- _ATIVIDADES PROPOSTAS_:
1: Reescreva em forma de lista o parágrafo do texto sobre causa de pedir que começa com "Decerto, as alegações e defesas", mantendo seus fatos principais.
2: Por favor, dê continuidade ao texto sobre causa de pedir a partir do ponto em que ele termina.

- _TEXTO_:
Decerto, as alegações e defesas que a parte poderia opor tanto ao acolhimento quanto à rejeição do pedido estão intimamente ligadas à causa de pedir. Assim sendo, é possível deduzir diferentes causas de pedir para o mesmo pedido, o que permite a formulação de um desdobramento, que tem como fundamento a diferença entre fatos essenciais e fatos da mesma natureza. Em matéria previdenciária, a jurisprudência do Superior Tribunal de Justiça já confirmou constituir o novo agente nocivo um "fato essencial", e não da "mesma natureza": EREsp11264894/PR, relatora ministra Nancy Andrighi, Corte Especial, DJe 18/11/2015; AgInt no REsp 1.663.739-RS, rel. min. Benedito Gonçalves, DJe 7/12/2017; STJ, REsp nº 1.603.399/RS, 1ª Turma, rel. min. Napoleão Maia Filho, DJ de 5/2/2020, para citar apenas estes. Na mais recente delas, o Ministro destacou: "10. Na presente ação, embora o período seja o mesmo já analisado em ação diversa, a causa de pedir não está fundada no reconhecimento da submissão ao agente nocivo ruído, mas, sim, na submissão de agentes químicos nocivos" (grifo do articulista).

- _MATERIAL ARMAZENADO_:
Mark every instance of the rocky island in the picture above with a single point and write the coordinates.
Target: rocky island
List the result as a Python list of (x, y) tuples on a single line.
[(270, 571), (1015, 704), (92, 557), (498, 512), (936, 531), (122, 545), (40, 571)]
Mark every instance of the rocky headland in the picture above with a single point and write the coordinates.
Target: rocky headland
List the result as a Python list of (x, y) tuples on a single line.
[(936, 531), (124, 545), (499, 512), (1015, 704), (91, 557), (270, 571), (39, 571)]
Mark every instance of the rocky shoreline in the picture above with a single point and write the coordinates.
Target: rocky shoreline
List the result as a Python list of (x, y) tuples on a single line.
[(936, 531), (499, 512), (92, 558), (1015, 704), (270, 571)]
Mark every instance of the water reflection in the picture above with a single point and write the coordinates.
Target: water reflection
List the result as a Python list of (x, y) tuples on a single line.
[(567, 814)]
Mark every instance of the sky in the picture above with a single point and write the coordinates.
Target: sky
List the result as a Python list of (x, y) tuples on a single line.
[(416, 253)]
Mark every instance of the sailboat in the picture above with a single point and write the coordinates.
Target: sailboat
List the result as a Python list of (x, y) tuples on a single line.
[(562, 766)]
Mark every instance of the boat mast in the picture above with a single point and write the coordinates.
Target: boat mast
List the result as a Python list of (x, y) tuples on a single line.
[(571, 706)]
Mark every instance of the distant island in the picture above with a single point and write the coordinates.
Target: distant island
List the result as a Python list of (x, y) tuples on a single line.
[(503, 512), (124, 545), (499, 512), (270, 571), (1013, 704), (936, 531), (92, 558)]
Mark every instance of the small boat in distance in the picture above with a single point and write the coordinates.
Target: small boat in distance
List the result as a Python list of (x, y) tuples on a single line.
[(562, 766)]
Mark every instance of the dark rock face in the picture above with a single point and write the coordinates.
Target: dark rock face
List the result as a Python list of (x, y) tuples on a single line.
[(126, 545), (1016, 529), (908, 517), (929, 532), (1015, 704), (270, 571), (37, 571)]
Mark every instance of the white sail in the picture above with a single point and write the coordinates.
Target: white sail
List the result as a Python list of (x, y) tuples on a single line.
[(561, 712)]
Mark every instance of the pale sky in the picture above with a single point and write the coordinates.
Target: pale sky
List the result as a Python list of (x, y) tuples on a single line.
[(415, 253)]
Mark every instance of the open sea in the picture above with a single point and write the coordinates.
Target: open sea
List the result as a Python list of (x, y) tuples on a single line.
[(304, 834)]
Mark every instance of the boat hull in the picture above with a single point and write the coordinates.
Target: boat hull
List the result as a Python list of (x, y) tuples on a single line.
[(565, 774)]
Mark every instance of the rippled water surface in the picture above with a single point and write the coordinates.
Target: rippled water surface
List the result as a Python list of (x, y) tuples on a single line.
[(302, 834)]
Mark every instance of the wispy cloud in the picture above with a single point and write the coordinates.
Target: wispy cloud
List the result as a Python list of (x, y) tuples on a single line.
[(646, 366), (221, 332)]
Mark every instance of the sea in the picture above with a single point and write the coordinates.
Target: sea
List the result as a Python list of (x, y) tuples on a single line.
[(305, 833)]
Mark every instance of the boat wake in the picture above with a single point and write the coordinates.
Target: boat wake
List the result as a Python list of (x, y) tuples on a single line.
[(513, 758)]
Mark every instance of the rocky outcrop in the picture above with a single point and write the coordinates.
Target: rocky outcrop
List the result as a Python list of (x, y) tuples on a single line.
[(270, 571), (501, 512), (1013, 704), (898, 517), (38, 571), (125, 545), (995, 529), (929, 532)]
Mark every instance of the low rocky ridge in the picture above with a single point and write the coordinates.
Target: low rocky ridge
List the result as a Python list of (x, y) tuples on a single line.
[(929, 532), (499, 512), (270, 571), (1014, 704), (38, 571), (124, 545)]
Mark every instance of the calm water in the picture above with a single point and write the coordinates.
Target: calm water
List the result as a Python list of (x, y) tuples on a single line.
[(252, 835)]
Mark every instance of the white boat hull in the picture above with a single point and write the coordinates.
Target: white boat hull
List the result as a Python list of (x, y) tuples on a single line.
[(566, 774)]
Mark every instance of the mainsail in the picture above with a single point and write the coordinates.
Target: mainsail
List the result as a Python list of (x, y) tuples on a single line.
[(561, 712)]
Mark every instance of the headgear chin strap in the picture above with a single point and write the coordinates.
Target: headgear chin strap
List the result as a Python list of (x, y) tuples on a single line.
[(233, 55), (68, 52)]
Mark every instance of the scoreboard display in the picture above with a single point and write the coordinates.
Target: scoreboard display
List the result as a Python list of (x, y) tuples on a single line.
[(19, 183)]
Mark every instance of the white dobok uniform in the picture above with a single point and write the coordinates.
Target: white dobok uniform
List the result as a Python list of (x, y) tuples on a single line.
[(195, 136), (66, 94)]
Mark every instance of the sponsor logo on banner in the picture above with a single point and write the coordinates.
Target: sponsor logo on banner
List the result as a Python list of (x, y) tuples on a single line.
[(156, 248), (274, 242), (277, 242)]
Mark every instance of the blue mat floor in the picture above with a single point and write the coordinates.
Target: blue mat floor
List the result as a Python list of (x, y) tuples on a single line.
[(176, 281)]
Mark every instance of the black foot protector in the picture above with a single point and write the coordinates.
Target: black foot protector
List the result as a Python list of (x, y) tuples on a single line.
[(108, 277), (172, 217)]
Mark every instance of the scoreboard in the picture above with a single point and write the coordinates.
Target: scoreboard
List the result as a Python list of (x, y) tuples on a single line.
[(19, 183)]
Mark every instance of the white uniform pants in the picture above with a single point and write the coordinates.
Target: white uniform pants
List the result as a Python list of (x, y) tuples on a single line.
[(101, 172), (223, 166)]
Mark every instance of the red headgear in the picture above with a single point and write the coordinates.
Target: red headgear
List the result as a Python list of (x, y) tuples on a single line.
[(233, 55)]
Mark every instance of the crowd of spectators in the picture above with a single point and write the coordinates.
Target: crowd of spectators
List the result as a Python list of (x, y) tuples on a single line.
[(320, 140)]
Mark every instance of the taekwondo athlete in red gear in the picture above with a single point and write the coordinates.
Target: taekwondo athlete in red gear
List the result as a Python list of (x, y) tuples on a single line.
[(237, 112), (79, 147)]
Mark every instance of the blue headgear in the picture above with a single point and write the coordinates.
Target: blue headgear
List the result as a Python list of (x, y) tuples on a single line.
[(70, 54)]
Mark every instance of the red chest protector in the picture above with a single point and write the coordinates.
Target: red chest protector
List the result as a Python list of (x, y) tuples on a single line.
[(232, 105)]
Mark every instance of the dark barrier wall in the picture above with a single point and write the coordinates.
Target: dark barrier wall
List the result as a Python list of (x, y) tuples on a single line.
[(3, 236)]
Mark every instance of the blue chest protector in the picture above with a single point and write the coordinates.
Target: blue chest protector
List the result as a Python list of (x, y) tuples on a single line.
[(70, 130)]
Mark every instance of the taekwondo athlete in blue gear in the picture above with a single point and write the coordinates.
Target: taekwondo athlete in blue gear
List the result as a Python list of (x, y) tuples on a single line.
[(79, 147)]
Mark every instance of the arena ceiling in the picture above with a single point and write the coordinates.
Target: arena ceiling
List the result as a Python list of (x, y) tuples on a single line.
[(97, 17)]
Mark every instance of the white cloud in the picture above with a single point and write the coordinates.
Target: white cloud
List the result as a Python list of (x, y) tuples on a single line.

- _RESPOSTAS_:
1:
- As alegações e defesas contra o acolhimento ou a rejeição do pedido estão intimamente ligadas à causa de pedir.
- Um mesmo pedido pode ter diferentes causas de pedir, o que permite um desdobramento fundado na diferença entre fatos essenciais e fatos da mesma natureza.
- Em matéria previdenciária, a jurisprudência do STJ já confirmou que o novo agente nocivo constitui "fato essencial", e não da "mesma natureza". Exemplos são o AgInt no REsp 1.663.739-RS e o REsp nº 1.603.399/RS.
- Na decisão mais recente, o ministro destacou que, embora o período fosse o mesmo já analisado em outra ação, a causa de pedir se fundava na submissão a agentes químicos nocivos, e não ao ruído.

2:
No centro de tudo está o conceito de causa de pedir. Após defender que a causa de pedir é formada pelo conjunto de fatos essenciais (acontecimentos concretos da vida) contemplados na situação de vantagem objetiva que servem de base à obtenção de consequências jurídicas pretendidas pela parte no processo em um determinado momento no tempo e no espaço, Darci Guimarães Ribeiro explica: "[…] uma vez mudado o fato constitutivo do qual a parte extrai as consequências jurídicas necessárias para configurar a situação de vantagem jurídica, estaremos diante de uma diversa causa de pedir e, consequentemente, de uma diversa pretensão processual" [3].

Alexandre Freitas Câmara reconhece que faz coisa julgada apenas "aquilo que foi deduzido no processo, por conseguinte, objeto de cognição judicial" [4]. Para Egas Moniz de Aragão, o efeito preclusivo da coisa julgada ocorre apenas na lide julgada, mas não em outra lide, objeto de novo processo, nada impedindo ao interessado deduzir a alegação ou defesa omitida em um novo processo, em que outra seja a lide [5]. A leitura desses autores é ainda mais ampla.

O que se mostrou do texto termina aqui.